PROBLEM
Copy out the lines of the records below, and only those lines, from the one with "Every <instance> block" through the one with "box: [173, 228, 189, 252]", exactly as they appear.

Segmentation mask data
* * *

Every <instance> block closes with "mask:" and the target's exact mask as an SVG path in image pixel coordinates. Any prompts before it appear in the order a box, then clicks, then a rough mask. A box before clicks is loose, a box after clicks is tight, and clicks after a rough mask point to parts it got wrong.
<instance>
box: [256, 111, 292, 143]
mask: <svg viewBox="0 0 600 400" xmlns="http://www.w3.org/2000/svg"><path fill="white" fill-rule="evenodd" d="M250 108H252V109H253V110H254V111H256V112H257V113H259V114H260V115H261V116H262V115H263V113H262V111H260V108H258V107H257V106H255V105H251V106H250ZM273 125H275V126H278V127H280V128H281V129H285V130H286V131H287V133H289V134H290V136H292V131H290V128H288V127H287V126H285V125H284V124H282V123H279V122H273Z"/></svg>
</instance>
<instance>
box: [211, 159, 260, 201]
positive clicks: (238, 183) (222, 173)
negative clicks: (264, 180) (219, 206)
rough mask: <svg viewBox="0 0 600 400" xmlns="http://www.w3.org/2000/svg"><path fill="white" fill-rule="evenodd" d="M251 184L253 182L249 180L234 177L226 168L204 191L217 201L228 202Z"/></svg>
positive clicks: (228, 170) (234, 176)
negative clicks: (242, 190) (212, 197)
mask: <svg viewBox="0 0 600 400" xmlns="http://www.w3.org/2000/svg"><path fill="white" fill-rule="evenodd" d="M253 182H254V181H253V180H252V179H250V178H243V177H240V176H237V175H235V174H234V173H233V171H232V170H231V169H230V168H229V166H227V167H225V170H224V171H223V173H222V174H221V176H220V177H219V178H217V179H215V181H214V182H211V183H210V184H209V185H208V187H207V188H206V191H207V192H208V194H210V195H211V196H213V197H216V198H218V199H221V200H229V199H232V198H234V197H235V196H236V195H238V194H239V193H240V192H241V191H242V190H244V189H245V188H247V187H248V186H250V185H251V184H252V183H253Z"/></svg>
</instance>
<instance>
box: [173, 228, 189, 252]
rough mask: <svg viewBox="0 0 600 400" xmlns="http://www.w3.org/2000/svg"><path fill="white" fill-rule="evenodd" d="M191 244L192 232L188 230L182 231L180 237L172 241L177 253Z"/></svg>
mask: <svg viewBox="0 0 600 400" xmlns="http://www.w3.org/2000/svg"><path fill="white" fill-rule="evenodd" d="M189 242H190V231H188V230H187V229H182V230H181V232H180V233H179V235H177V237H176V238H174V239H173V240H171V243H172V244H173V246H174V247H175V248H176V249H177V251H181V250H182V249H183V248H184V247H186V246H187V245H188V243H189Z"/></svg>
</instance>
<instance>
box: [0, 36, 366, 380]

* * *

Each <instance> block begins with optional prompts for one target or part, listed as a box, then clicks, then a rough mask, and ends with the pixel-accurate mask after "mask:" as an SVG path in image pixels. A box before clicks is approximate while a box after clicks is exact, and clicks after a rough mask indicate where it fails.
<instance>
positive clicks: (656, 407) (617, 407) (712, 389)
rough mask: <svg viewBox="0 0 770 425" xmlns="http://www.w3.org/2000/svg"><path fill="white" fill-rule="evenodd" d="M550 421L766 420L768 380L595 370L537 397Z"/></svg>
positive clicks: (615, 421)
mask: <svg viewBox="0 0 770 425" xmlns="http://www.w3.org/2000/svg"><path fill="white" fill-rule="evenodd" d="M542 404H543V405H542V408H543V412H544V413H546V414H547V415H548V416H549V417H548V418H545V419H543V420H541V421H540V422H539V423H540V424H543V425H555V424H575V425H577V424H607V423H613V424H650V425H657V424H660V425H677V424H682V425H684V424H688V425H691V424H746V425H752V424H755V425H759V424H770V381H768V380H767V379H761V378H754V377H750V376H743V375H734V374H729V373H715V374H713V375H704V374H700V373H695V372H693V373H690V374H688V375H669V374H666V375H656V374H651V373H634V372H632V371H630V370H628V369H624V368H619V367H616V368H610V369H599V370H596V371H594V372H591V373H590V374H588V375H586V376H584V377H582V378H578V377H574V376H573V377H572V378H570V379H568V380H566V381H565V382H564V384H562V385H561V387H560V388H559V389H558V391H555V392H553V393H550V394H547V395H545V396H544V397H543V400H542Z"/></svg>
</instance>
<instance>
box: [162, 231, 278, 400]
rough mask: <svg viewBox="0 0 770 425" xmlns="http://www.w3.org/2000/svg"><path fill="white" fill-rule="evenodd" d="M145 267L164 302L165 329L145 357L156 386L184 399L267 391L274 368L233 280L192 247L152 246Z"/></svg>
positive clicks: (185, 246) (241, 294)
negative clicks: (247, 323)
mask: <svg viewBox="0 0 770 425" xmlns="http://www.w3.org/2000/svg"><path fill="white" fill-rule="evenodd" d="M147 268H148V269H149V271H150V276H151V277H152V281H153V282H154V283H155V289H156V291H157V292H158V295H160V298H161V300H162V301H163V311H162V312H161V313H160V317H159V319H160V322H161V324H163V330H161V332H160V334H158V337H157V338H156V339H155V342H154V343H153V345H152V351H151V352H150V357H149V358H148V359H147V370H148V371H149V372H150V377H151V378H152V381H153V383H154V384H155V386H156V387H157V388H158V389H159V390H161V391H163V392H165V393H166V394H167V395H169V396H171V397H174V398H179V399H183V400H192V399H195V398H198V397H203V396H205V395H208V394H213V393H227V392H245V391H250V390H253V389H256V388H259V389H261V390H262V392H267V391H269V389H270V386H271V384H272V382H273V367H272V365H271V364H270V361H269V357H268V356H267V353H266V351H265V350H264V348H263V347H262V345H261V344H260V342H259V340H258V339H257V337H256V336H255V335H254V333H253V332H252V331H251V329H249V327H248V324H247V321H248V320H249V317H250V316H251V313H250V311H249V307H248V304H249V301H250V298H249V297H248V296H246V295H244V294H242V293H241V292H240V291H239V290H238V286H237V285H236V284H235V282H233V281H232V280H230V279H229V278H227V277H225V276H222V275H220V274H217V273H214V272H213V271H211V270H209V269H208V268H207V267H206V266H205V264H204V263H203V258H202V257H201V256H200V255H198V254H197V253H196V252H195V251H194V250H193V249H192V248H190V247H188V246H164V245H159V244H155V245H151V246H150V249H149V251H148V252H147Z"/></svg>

* * *

TASK RESULT
Every <instance> block closes with "mask:" and the target's exact mask as an SVG path in image pixel coordinates. Any prompts before it appear in the order a box, then clicks, then a rough mask. A box before clicks is loose, a box after clicks is tight, and clicks after a rough mask point to parts it got wrong.
<instance>
box: [256, 111, 292, 143]
mask: <svg viewBox="0 0 600 400" xmlns="http://www.w3.org/2000/svg"><path fill="white" fill-rule="evenodd" d="M250 108H252V109H253V110H254V111H256V112H257V113H259V114H260V115H261V116H262V115H263V113H262V111H260V108H258V107H257V106H255V105H251V106H250ZM273 125H275V126H278V127H280V128H281V129H285V130H286V131H287V133H289V134H290V136H292V131H290V128H288V127H287V126H285V125H284V124H282V123H279V122H273Z"/></svg>
</instance>
<instance>
box: [211, 159, 260, 201]
positive clicks: (238, 183) (222, 173)
negative clicks: (264, 180) (219, 206)
rough mask: <svg viewBox="0 0 600 400" xmlns="http://www.w3.org/2000/svg"><path fill="white" fill-rule="evenodd" d="M251 184L253 182L249 180L234 177L226 168L204 191L217 201L228 202Z"/></svg>
positive clicks: (228, 170) (234, 176)
negative clicks: (242, 190) (212, 197)
mask: <svg viewBox="0 0 600 400" xmlns="http://www.w3.org/2000/svg"><path fill="white" fill-rule="evenodd" d="M253 182H254V181H253V180H252V179H250V178H243V177H240V176H237V175H235V174H234V173H233V171H232V170H231V169H230V168H229V166H227V167H225V170H224V171H223V173H222V174H221V176H220V177H219V178H217V179H215V181H214V182H211V183H210V184H209V185H208V187H207V188H206V191H207V192H208V194H210V195H211V196H213V197H216V198H218V199H221V200H229V199H232V198H234V197H235V196H236V195H238V194H239V193H240V192H241V191H242V190H244V189H245V188H247V187H248V186H250V185H251V184H252V183H253Z"/></svg>
</instance>
<instance>
box: [173, 228, 189, 252]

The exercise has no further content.